**Aim**. Rewrite the data below, substituting "terrace" for every occurrence of "balcony" and leaving everything else unchanged. Omit the pictures from your answer.

Stored data
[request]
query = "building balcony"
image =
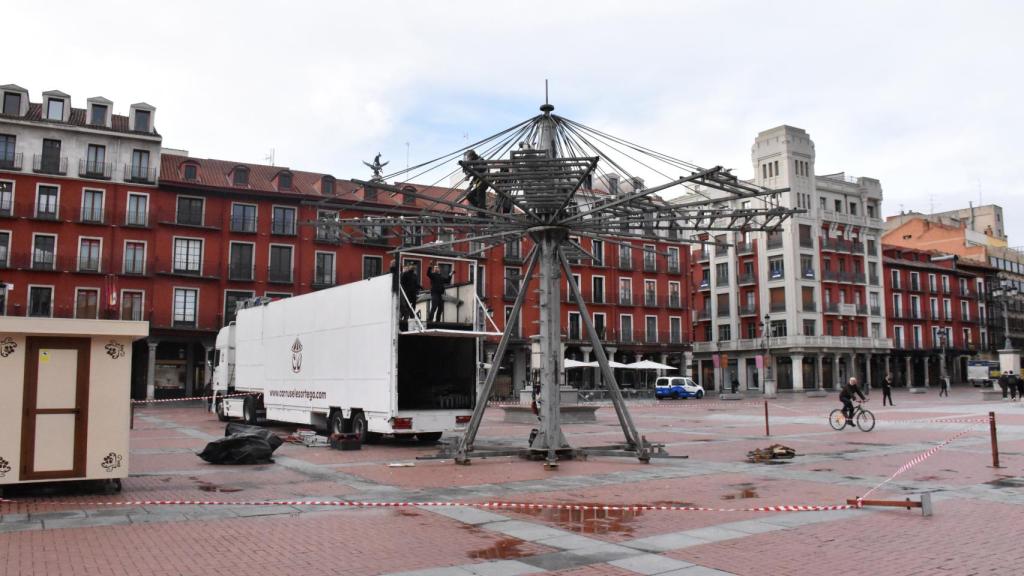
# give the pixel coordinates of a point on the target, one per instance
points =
(247, 224)
(11, 162)
(91, 215)
(279, 276)
(780, 342)
(94, 170)
(139, 174)
(46, 164)
(240, 273)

**Output for this task**.
[request]
query = "building terrace"
image =
# give the pixel coordinates of a point on the target, one per instance
points =
(247, 224)
(11, 162)
(91, 215)
(279, 276)
(780, 342)
(94, 170)
(139, 174)
(46, 164)
(240, 273)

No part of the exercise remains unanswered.